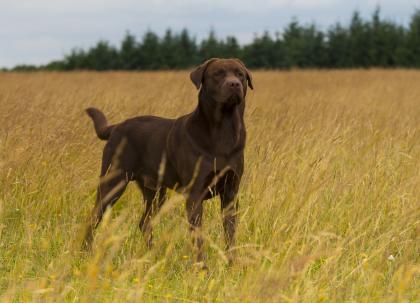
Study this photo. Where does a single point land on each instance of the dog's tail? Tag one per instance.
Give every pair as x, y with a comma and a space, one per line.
99, 121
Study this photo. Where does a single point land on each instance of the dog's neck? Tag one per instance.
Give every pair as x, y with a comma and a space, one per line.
223, 124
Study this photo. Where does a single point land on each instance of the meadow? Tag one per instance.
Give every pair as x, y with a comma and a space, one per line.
329, 202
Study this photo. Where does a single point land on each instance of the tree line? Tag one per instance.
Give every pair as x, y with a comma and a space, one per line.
376, 42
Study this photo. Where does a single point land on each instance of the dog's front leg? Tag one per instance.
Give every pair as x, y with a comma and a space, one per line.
195, 215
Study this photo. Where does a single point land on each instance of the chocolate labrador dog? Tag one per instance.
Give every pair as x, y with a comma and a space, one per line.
200, 154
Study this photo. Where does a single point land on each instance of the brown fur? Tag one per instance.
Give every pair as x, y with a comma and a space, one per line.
200, 150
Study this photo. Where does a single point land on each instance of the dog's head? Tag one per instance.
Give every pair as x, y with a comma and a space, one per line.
224, 80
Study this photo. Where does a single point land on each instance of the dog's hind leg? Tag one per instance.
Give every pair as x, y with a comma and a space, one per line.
154, 200
109, 191
117, 170
229, 208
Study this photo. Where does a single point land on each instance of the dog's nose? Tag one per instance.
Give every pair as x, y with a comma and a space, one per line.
234, 84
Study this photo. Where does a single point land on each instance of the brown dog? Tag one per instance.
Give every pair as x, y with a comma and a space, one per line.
202, 153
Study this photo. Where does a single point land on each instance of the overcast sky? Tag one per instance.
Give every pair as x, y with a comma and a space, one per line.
38, 31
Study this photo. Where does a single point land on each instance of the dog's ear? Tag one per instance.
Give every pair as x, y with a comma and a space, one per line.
248, 74
197, 74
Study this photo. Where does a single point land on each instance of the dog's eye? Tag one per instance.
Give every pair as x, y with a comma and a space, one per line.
219, 72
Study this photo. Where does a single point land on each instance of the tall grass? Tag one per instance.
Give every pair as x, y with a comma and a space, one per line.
329, 203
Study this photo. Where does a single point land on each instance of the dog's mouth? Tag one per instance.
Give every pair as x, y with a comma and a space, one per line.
234, 99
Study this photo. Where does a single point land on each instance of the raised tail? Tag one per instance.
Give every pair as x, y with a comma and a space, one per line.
103, 131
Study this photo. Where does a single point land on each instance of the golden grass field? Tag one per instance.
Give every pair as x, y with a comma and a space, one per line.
329, 202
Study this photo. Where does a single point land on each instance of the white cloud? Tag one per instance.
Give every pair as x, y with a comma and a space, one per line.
37, 31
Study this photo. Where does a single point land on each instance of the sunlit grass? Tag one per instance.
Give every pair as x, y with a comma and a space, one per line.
329, 203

Try it:
All lines of the data above that include the word "tail" must be shown.

Response box:
Study this photo. Where does a single point land on each instance of the dog's tail? Tag one per instance.
Study this photo. Where does a single point land on each instance of the raised tail? Tag one per instance.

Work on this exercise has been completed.